Andrew Plotkin | 4 Dec 17:39

UI API changes

Been slow on the devel list recently. This is not because we've slowed 
down; it's because Andy Turner and I have been working on Volity code in 
Jmac's dining room.

Here are the things I am wanting to throw in:

1:

A new "ui" namespace for translation tokens. We currently have "volity.*" 
tokens, which are sent by generic referee code, and are built into the 
client -- see wiki [[RPC_Replies]]. And we have "game.* tokens, which are 
sent by game-specific ref code and are built into the UI package.

While working on a UI, I realized that I also wanted some tokens that were 
defined in the UI package and only used *by* the UI code. (UI code can 
translate a token to a string with the localize() API, and then stick the 
string into a <text> element or whatever.) My current implementation uses 
"game.*" tokens for this purpose, but I have to be careful to avoid 
colliding with the tokens defined in the ruleset. And hey -- that is 
exactly what namespaces are for, right?

I could use the XML entity localization system for this, but that turns 
out to be a bit of a nuisance to use inside ECMAScript code. Because you 
generally want to wrap your script code in a CDATA[[]], so that you can 
use literal < and > signs. But then XML entities aren't translated. It's 
possible to work around this, but it's more lines of code.

◆ **WORK TO COMPLETE**
Transcribe the post on UI API changes from "tokens, which are sent" up to and including "the UI package.". The items that come next are separate material with no connection to the post on UI API changes.

◆ **DATASET CONTENT**

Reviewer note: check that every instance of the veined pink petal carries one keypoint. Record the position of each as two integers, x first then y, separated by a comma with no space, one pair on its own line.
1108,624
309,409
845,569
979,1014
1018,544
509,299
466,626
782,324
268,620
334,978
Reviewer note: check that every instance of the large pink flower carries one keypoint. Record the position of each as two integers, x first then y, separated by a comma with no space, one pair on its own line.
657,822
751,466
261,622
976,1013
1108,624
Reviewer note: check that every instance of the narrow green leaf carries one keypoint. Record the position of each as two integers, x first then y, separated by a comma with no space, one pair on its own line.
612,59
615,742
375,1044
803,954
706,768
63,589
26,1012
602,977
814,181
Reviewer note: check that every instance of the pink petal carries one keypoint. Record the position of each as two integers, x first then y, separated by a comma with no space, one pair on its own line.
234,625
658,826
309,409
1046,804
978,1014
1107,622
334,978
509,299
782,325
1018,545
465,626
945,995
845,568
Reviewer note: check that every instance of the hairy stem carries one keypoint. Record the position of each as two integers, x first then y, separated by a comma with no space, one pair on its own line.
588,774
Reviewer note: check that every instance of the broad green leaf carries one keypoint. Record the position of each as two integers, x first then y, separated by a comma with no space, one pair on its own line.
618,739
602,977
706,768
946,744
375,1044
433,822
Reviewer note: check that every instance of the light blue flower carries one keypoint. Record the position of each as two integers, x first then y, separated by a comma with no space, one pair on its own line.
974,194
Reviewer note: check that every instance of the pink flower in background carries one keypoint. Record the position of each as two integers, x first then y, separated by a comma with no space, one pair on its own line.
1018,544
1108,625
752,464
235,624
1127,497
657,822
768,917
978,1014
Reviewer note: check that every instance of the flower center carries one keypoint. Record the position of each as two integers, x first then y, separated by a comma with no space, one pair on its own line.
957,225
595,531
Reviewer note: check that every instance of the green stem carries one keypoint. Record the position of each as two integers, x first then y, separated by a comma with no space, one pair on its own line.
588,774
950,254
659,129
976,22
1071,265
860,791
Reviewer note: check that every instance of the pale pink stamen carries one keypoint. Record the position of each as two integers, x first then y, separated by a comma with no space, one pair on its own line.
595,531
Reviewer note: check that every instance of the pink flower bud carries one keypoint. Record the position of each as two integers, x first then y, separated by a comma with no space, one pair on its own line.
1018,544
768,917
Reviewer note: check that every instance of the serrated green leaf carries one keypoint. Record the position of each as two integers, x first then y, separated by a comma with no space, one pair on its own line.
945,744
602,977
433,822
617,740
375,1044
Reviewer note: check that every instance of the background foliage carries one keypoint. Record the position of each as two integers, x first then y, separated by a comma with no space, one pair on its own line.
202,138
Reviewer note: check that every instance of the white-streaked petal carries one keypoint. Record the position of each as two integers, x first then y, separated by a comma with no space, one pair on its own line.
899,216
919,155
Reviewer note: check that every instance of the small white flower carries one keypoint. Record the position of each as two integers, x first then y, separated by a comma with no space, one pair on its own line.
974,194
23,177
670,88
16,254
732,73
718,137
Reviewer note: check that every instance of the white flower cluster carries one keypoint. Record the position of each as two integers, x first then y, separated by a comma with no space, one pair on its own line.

...

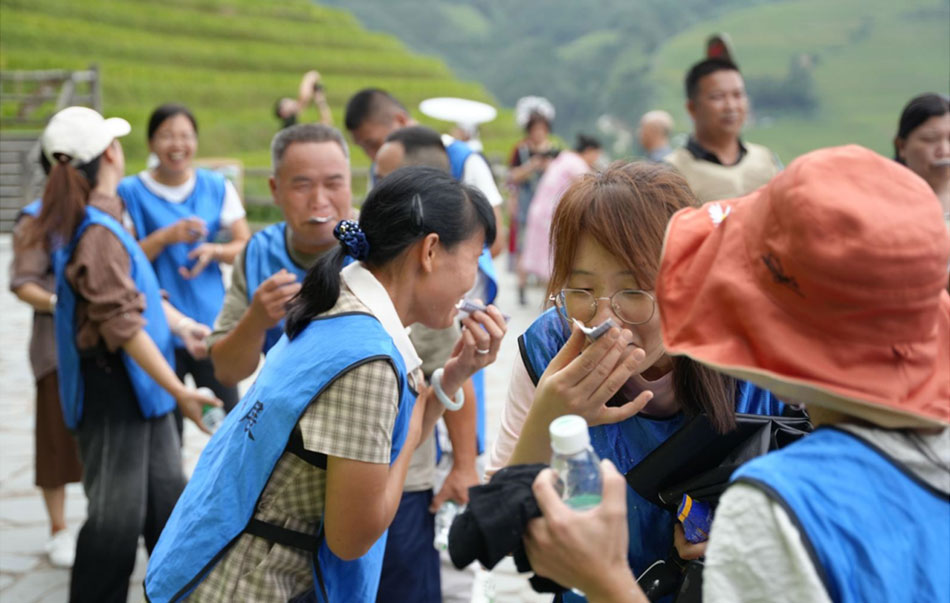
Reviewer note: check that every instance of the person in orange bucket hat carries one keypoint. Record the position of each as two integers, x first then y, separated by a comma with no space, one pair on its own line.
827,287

* * *

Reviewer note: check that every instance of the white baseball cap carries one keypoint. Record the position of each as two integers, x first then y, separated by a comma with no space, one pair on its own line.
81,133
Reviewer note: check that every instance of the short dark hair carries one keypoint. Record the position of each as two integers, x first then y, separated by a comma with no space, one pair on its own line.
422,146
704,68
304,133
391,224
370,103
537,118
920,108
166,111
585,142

◆ **COMPLETED EXERCISE**
tokens, which are sent by generic referee code, and are built into the 
client -- see wiki [[RPC_Replies]]. And we have "game.* tokens, which are 
sent by game-specific ref code and are built into the UI package.